begin INFORMATION GIVEN
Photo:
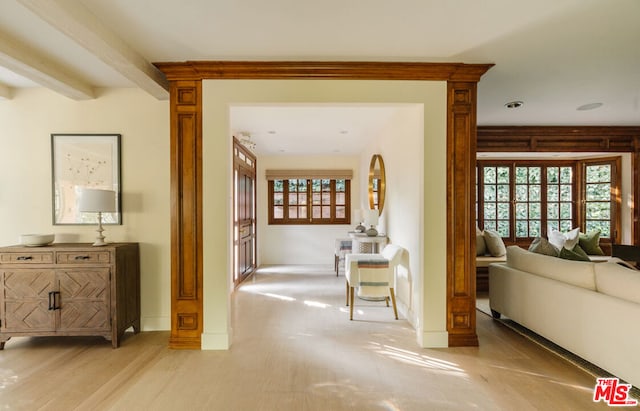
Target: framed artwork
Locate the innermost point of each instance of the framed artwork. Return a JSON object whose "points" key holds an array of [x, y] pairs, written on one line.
{"points": [[84, 161]]}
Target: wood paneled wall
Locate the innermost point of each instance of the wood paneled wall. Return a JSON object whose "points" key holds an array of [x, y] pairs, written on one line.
{"points": [[186, 175]]}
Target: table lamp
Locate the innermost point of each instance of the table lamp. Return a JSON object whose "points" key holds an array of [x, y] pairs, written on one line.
{"points": [[97, 201]]}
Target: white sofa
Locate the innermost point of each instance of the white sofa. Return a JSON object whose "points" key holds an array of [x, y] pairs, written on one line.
{"points": [[591, 309]]}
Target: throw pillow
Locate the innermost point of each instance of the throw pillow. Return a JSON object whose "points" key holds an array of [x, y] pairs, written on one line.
{"points": [[590, 242], [541, 245], [576, 254], [481, 246], [494, 242], [567, 240]]}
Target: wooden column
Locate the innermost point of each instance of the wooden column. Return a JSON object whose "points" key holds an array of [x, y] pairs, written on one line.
{"points": [[461, 158], [186, 214]]}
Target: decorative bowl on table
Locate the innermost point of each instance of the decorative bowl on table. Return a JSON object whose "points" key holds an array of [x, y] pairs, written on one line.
{"points": [[36, 240]]}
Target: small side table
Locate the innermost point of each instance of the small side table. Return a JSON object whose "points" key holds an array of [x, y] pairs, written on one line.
{"points": [[366, 244]]}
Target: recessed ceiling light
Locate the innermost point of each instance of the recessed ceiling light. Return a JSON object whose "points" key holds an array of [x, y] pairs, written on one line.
{"points": [[514, 104], [590, 106]]}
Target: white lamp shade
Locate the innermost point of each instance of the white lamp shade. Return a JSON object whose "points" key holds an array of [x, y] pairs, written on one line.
{"points": [[371, 217], [93, 201]]}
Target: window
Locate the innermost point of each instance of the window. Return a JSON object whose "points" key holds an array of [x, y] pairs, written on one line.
{"points": [[309, 201], [522, 200]]}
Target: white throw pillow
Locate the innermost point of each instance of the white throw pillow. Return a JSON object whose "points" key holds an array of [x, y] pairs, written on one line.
{"points": [[567, 240]]}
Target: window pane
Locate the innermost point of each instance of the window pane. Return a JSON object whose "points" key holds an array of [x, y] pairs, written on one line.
{"points": [[598, 211], [521, 229], [503, 211], [489, 175], [503, 228], [598, 192], [565, 174], [503, 175], [503, 192], [489, 211], [565, 193], [534, 192], [598, 173], [535, 228], [521, 175], [490, 193], [534, 175]]}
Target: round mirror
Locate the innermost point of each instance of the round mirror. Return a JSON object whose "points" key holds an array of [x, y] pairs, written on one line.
{"points": [[377, 183]]}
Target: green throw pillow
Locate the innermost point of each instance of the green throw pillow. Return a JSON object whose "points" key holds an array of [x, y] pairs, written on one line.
{"points": [[590, 243], [494, 242], [541, 245], [576, 254]]}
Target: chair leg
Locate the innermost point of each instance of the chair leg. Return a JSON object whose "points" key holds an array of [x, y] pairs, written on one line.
{"points": [[351, 293], [347, 283], [393, 300]]}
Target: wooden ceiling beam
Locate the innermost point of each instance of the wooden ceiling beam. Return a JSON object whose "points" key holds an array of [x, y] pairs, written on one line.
{"points": [[5, 92], [83, 27], [31, 64]]}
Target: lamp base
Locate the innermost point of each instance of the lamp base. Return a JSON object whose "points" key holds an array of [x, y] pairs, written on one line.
{"points": [[100, 238]]}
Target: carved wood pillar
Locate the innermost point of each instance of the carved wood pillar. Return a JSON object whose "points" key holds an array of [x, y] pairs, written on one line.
{"points": [[186, 214], [461, 158]]}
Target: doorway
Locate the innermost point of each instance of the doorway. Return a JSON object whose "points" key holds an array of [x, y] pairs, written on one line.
{"points": [[244, 212]]}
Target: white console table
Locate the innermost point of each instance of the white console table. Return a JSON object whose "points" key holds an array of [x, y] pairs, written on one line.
{"points": [[366, 244]]}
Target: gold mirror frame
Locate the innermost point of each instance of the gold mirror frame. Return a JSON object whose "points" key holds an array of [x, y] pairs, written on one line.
{"points": [[377, 172]]}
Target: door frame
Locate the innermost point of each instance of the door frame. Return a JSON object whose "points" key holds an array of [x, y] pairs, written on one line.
{"points": [[185, 80]]}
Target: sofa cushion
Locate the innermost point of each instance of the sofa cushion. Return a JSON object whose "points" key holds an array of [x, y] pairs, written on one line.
{"points": [[617, 279], [590, 242], [576, 254], [494, 242], [577, 273], [541, 245]]}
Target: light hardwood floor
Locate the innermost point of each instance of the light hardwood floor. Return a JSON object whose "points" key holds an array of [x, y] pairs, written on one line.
{"points": [[294, 348]]}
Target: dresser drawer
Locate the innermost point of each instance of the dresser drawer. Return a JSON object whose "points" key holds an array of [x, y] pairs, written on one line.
{"points": [[83, 257], [36, 257]]}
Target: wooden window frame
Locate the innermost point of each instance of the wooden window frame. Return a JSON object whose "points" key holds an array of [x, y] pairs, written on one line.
{"points": [[309, 219], [578, 193]]}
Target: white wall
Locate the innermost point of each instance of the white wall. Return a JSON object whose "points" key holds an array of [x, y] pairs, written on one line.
{"points": [[300, 244], [429, 285], [27, 122]]}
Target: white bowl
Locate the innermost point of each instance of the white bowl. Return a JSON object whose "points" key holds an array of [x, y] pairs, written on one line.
{"points": [[36, 240]]}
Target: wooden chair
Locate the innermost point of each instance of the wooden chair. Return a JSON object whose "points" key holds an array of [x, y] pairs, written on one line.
{"points": [[374, 275], [343, 246]]}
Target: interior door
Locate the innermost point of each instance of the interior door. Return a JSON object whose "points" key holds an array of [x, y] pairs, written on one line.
{"points": [[244, 213]]}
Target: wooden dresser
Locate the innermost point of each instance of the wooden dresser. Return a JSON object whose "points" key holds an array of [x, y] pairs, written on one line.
{"points": [[68, 290]]}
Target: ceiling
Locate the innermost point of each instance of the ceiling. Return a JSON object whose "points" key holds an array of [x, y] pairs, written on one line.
{"points": [[553, 55]]}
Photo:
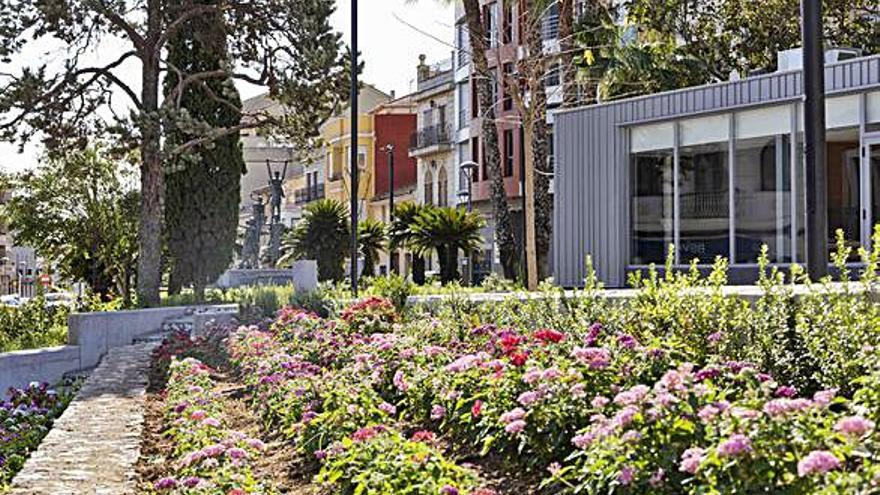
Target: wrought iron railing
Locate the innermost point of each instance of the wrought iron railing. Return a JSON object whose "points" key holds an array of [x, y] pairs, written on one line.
{"points": [[308, 194], [434, 135]]}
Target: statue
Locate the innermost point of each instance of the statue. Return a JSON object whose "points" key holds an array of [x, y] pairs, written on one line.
{"points": [[276, 191]]}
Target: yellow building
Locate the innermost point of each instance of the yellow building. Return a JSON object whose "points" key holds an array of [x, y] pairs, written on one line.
{"points": [[336, 138]]}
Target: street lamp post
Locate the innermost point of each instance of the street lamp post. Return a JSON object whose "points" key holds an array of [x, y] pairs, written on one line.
{"points": [[814, 139], [467, 170], [354, 148], [389, 149]]}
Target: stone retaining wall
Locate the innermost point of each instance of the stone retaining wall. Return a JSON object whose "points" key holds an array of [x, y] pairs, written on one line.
{"points": [[95, 444]]}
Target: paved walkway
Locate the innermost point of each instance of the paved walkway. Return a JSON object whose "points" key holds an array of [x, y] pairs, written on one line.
{"points": [[95, 444]]}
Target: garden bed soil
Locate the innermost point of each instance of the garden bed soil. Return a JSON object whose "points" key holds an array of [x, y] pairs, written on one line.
{"points": [[274, 466]]}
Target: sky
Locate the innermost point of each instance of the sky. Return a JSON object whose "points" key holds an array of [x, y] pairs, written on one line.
{"points": [[392, 35]]}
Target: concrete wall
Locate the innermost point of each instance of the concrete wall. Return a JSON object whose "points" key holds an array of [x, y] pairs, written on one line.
{"points": [[91, 335], [37, 365]]}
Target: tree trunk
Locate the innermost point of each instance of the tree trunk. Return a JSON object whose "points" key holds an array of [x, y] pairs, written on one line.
{"points": [[541, 169], [152, 177], [418, 270], [484, 79], [529, 207]]}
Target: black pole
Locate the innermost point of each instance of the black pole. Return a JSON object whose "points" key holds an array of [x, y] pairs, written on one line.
{"points": [[814, 139], [391, 252], [390, 149], [354, 148]]}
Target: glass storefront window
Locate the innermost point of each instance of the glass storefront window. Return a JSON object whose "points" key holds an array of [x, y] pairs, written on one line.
{"points": [[762, 185], [652, 202], [704, 212]]}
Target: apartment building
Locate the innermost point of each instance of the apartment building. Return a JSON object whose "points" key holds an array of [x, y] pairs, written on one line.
{"points": [[501, 20]]}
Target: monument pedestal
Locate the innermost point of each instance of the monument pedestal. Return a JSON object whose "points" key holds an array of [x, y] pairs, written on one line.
{"points": [[303, 275]]}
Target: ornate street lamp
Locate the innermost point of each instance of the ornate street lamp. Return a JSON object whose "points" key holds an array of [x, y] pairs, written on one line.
{"points": [[354, 149], [468, 171], [814, 139]]}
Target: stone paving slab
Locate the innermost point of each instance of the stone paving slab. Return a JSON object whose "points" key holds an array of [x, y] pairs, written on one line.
{"points": [[94, 446]]}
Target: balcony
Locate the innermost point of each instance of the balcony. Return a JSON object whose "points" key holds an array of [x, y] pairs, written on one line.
{"points": [[550, 27], [431, 139], [308, 194]]}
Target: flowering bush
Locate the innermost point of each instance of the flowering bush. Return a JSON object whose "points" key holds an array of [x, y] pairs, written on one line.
{"points": [[679, 390], [208, 457], [378, 460], [26, 415]]}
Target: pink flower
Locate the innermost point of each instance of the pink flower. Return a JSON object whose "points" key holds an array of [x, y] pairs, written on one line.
{"points": [[824, 397], [236, 453], [165, 484], [657, 477], [817, 462], [736, 445], [854, 426], [400, 382], [513, 415], [528, 398], [213, 422], [387, 408], [691, 460], [515, 427], [594, 357], [477, 408], [438, 412], [627, 341], [634, 395], [626, 475]]}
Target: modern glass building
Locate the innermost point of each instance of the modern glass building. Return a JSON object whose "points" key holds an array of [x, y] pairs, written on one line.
{"points": [[716, 170]]}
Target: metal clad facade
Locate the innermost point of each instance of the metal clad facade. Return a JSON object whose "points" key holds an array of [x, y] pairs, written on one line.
{"points": [[592, 169]]}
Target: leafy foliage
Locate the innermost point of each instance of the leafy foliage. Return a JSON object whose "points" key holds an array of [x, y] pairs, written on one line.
{"points": [[79, 212], [447, 230], [202, 186], [322, 235]]}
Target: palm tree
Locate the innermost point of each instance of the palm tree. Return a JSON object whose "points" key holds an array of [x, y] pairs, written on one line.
{"points": [[401, 236], [447, 230], [372, 237], [321, 235]]}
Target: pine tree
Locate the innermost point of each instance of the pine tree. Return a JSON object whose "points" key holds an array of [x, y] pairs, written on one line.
{"points": [[202, 186]]}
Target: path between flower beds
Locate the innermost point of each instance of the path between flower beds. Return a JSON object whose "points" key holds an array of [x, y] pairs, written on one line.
{"points": [[94, 446]]}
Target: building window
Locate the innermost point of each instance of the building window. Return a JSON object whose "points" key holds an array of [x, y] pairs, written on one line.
{"points": [[428, 198], [475, 156], [550, 26], [475, 100], [442, 187], [462, 43], [507, 35], [490, 23], [652, 203], [553, 75], [463, 106], [507, 103], [509, 152]]}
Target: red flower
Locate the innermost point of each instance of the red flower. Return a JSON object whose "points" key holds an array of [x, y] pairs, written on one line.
{"points": [[424, 436], [509, 342], [519, 358], [547, 335], [477, 408]]}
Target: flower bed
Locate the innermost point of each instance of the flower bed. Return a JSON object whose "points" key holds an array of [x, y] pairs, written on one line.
{"points": [[207, 456], [590, 409], [26, 415]]}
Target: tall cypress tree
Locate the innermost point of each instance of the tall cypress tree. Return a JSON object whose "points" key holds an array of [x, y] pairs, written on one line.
{"points": [[202, 192]]}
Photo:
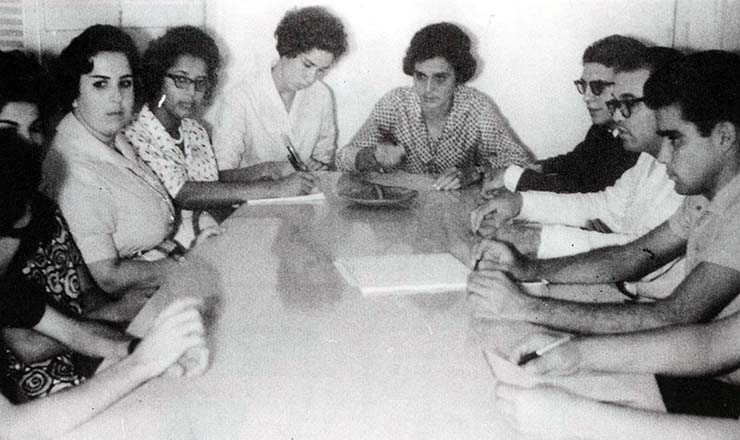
end INFORMATION GIVEN
▸ TASK DETAILS
Copy every line of the items above that contains the word "modern".

▸ CORRECT ANSWER
Target: modern glass building
Locate the innermost point of each instance of the modern glass building. Return a JSON object whose "points" key holds an array of [x, y] pairs, written on one line.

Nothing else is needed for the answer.